(SUPPLIED RECORDS)
◆ ◆ ◆ ◆ ◆
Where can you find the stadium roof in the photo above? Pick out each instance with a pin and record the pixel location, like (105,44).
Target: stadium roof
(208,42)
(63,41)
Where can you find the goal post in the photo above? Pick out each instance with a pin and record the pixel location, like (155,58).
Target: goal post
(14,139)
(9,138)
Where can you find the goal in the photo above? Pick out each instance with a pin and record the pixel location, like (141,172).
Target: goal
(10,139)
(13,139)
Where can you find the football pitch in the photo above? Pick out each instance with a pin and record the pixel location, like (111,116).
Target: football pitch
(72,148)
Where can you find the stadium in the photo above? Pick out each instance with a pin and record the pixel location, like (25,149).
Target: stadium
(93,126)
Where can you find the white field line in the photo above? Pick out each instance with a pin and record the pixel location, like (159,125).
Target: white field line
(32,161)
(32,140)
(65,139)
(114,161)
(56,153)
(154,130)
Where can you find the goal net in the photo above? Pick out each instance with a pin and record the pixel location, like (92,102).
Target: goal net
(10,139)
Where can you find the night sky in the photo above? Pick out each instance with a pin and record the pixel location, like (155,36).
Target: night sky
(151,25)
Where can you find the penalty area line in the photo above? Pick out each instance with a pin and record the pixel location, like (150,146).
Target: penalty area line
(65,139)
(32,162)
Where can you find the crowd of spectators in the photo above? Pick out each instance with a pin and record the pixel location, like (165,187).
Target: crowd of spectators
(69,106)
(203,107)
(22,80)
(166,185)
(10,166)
◆ ◆ ◆ ◆ ◆
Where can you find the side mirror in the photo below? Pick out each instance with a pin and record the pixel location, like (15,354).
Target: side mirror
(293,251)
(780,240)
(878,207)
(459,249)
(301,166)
◆ ◆ ◆ ◆ ◆
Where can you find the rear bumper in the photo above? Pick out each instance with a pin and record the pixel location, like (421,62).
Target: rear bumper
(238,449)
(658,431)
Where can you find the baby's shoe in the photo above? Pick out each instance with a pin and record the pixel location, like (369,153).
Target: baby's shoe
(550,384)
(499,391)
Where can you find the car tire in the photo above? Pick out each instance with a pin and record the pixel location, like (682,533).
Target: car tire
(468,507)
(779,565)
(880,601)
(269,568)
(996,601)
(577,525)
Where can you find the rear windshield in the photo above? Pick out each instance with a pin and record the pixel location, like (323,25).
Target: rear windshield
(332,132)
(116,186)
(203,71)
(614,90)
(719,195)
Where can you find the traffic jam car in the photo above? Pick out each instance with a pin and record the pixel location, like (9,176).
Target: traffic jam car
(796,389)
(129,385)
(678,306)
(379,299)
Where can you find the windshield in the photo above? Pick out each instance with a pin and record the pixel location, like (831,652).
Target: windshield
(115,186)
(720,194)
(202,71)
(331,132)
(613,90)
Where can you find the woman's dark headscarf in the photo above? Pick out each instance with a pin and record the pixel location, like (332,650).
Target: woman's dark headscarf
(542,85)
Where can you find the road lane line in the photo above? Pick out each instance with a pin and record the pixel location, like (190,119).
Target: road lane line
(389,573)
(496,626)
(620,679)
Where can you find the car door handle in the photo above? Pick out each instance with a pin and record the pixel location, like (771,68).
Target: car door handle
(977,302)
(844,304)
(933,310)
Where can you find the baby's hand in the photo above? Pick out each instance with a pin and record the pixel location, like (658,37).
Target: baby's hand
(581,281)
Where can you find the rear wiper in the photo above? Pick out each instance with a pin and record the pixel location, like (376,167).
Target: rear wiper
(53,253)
◆ ◆ ◆ ◆ ◆
(SET PROBLEM)
How many lines of the records contain the string "area" with the same capitalization? Give only the number.

(RESULT OF THIS EXERCISE)
2